----- Given data
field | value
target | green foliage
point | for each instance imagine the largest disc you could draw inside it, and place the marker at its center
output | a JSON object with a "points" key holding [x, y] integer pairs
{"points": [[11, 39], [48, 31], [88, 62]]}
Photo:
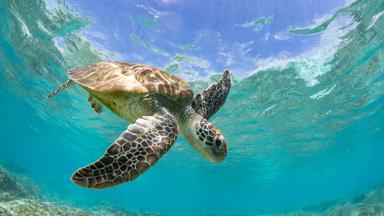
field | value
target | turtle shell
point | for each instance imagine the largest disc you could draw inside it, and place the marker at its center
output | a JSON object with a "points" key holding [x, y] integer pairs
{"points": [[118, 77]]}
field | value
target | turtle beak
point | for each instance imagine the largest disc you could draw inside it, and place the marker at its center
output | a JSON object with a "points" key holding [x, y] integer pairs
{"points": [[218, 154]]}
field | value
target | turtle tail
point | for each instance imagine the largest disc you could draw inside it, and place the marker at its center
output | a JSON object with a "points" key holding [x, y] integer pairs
----------
----- Given data
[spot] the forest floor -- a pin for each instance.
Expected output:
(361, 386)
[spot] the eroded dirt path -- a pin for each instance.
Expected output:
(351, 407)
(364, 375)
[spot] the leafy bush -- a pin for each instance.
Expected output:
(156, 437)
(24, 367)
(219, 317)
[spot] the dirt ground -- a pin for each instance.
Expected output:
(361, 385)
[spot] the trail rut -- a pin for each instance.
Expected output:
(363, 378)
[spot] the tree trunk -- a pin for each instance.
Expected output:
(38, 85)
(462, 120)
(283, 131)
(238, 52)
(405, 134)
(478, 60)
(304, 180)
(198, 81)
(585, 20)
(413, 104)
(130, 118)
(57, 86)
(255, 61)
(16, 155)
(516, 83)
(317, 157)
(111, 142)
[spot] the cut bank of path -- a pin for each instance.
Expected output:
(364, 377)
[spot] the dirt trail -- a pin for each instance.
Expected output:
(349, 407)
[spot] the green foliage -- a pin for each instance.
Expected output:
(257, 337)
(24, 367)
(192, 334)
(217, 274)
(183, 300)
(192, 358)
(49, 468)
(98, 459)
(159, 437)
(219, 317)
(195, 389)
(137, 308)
----------
----- Given data
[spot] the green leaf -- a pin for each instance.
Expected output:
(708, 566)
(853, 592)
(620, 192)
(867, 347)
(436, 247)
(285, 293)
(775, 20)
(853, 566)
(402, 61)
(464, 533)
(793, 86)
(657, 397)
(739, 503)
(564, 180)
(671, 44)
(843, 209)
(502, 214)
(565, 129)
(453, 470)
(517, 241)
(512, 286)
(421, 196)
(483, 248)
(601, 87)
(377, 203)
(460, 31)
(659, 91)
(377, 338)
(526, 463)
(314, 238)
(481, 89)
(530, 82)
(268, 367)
----------
In the material above, how many lines contain the string "path"? Respond with that number by itself.

§ **Task result**
2